* [Problem to solve]
Write out the data below in full, unchanged, minus the images.
_ _ _ _ _ _ _
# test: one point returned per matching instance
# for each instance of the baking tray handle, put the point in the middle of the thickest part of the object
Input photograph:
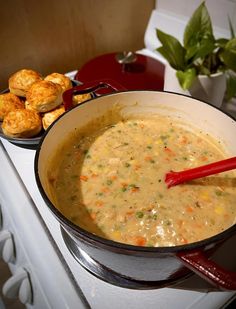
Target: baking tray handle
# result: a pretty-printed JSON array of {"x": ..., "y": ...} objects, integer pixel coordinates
[
  {"x": 209, "y": 270},
  {"x": 97, "y": 88}
]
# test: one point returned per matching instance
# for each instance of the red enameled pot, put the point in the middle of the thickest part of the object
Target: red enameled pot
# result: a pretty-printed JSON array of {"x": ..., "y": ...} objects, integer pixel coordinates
[{"x": 147, "y": 265}]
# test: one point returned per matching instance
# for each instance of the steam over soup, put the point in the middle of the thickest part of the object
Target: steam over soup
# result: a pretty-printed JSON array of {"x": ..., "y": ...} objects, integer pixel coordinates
[{"x": 109, "y": 180}]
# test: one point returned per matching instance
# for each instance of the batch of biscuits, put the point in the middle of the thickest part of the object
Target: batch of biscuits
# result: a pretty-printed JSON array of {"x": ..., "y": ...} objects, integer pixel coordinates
[{"x": 33, "y": 102}]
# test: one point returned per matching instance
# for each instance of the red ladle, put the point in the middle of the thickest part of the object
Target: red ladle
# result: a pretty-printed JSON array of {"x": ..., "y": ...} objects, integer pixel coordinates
[{"x": 174, "y": 178}]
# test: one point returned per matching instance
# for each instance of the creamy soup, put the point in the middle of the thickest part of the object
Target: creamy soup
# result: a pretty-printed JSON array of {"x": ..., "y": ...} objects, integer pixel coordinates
[{"x": 111, "y": 181}]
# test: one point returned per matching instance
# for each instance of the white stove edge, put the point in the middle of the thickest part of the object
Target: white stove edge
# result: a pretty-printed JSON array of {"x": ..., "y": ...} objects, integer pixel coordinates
[
  {"x": 34, "y": 242},
  {"x": 98, "y": 293}
]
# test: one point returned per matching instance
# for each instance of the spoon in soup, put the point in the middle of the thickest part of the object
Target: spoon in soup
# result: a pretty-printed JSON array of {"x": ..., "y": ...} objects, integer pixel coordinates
[{"x": 174, "y": 178}]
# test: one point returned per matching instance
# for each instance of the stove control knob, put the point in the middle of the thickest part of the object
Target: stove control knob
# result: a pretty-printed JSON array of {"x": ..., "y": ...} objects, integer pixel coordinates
[
  {"x": 7, "y": 247},
  {"x": 19, "y": 286}
]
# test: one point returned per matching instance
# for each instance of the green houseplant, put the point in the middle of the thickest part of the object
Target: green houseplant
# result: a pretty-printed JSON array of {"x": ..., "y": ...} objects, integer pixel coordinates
[{"x": 201, "y": 53}]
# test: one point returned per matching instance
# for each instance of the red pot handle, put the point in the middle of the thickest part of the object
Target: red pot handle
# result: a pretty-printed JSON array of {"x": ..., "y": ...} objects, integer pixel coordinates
[
  {"x": 95, "y": 87},
  {"x": 209, "y": 270}
]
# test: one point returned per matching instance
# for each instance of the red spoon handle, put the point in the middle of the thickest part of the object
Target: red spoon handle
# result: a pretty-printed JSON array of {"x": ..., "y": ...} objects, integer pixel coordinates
[{"x": 175, "y": 178}]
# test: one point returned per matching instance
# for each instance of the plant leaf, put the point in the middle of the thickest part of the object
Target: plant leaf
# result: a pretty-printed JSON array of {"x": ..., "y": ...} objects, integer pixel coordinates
[
  {"x": 172, "y": 50},
  {"x": 228, "y": 55},
  {"x": 198, "y": 28},
  {"x": 231, "y": 87},
  {"x": 221, "y": 42},
  {"x": 186, "y": 78},
  {"x": 200, "y": 50},
  {"x": 231, "y": 28}
]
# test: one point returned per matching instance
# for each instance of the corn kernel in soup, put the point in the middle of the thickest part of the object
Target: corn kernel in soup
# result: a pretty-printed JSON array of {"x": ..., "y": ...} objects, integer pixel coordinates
[{"x": 110, "y": 181}]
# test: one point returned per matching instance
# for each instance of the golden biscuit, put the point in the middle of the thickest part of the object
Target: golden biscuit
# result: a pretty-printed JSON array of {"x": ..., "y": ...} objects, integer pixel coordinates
[
  {"x": 79, "y": 98},
  {"x": 20, "y": 82},
  {"x": 22, "y": 123},
  {"x": 9, "y": 102},
  {"x": 49, "y": 117},
  {"x": 60, "y": 79},
  {"x": 44, "y": 96}
]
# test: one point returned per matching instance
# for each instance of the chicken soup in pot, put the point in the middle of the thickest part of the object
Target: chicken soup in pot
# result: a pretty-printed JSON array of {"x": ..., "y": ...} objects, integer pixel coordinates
_ _ _ _ _ _ _
* [Solution for this exercise]
# test: one point returned per matching instance
# for each instance of the baking tray handle, put the point in the middle of the thickest part of the object
Input photograph:
Target: baking tray handle
# result: a pretty-printed JSON array of {"x": ..., "y": ...} objects, integer pixel coordinates
[
  {"x": 209, "y": 270},
  {"x": 97, "y": 88}
]
# test: one point returned per matching instance
# for each instance of the red enameled pot, put the point in the middle of the thickest part of the object
Target: red enameled pot
# result: a pretty-printed JSON array of {"x": ..., "y": ...} objects, integer pixel coordinates
[{"x": 147, "y": 265}]
# test: one point returned per matching instance
# for each instance of the steam over soup, put the point in the middle of the thickest part of the object
Target: steam over soup
# result: a pretty-printed JSON array of {"x": ..., "y": ...} objects, integer pixel coordinates
[{"x": 109, "y": 180}]
# test: one point returned per matching instance
# for each instance of the batch of biscuits, put the point in the middle of the thickest part of the object
Target: batch of biscuits
# result: a pretty-printed JSON array of {"x": ..., "y": ...} objects, integer pixel coordinates
[{"x": 33, "y": 102}]
# test: one point returned per matching instance
# for each instance of the red ladle, put the point in the middle of the thickest part of the object
Target: red ladle
# result: a pretty-printed JSON array of {"x": ..., "y": ...} objects, integer pixel coordinates
[{"x": 174, "y": 178}]
# test: one point returned per matching instance
# for each instance of the creamy soup, put the point in the middle of the thickest part of the object
Target: creamy soup
# result: a pretty-printed JSON array of {"x": ..., "y": ...} objects, integer pixel coordinates
[{"x": 111, "y": 181}]
# test: one point returned per matching instance
# for each instance of the white stove edge, put the point in the middle of the thickest part of the object
Target: white stove edge
# result: a pretty-printed JSON array of {"x": ..., "y": ...} objects, integer pixel coordinates
[
  {"x": 34, "y": 242},
  {"x": 98, "y": 293}
]
# test: one point returned per matching instance
# for each instance of the spoon in soup, put the point in the middle of the thickest part of the object
Target: spoon in soup
# result: a pretty-printed JSON array of {"x": ..., "y": ...} objects, integer pixel coordinates
[{"x": 174, "y": 178}]
# test: one point returned per matching instance
# for each instance of the stove control knob, put the point in the middle of the thickest part of the object
Target: stove control knob
# result: a pretty-printed JSON array of {"x": ..., "y": ...} objects, integer pixel coordinates
[
  {"x": 7, "y": 247},
  {"x": 19, "y": 286}
]
# test: one point returned per matching instance
# for each instance of the green houseplant, put the point in the middle of the thickest part of the object
Target: green houseplant
# result: a pretty-printed JSON array of {"x": ..., "y": ...} objects, integer pixel coordinates
[{"x": 201, "y": 53}]
# test: one point returned per matching instance
# for each instance of the red pot handle, put the point in the middle of the thickest part of the object
Target: red pot handle
# result: a pretty-printed JSON array of {"x": ..., "y": ...} objects, integer pixel coordinates
[
  {"x": 95, "y": 87},
  {"x": 209, "y": 270}
]
# test: one point returned per matching instance
# for each instance of the red spoon handle, put the point in the middle of the thickest part of the object
Target: red spoon handle
# result: a pretty-printed JSON array of {"x": ..., "y": ...} objects, integer pixel coordinates
[{"x": 175, "y": 178}]
# test: one point returned per matching instance
# for each instance of the plant leaf, put the point in the middle of the thickest part of the object
Target: plant leaf
# result: a pretty-printed JSON array of {"x": ..., "y": ...} objects, integer pixel coordinates
[
  {"x": 172, "y": 50},
  {"x": 228, "y": 55},
  {"x": 198, "y": 28},
  {"x": 231, "y": 87},
  {"x": 221, "y": 42},
  {"x": 186, "y": 78},
  {"x": 200, "y": 50},
  {"x": 231, "y": 28}
]
# test: one point returned per matching instance
# for each instance of the corn kernel in soup, put the point in the middle of the thickest part of the object
Target: corn kernel in soup
# result: a pretty-printed JSON array of {"x": ..., "y": ...} objects, integer pixel coordinates
[{"x": 110, "y": 181}]
# test: one point returned per matching instance
# for each instance of the golden biscuit, put the point in the middle of the thickest part of the object
Target: golden biscuit
# result: a pretty-printed JSON array of {"x": ..., "y": ...} objects, integer pixel coordinates
[
  {"x": 79, "y": 98},
  {"x": 20, "y": 82},
  {"x": 22, "y": 123},
  {"x": 9, "y": 102},
  {"x": 49, "y": 117},
  {"x": 60, "y": 79},
  {"x": 44, "y": 96}
]
# test: one point returned per matching instance
# for each instance of the chicken soup in pot, put the point in the middle of the thickest part of the object
Target: chicken soup in pot
# result: a pretty-printed JSON array of {"x": ..., "y": ...} objects, integer pixel coordinates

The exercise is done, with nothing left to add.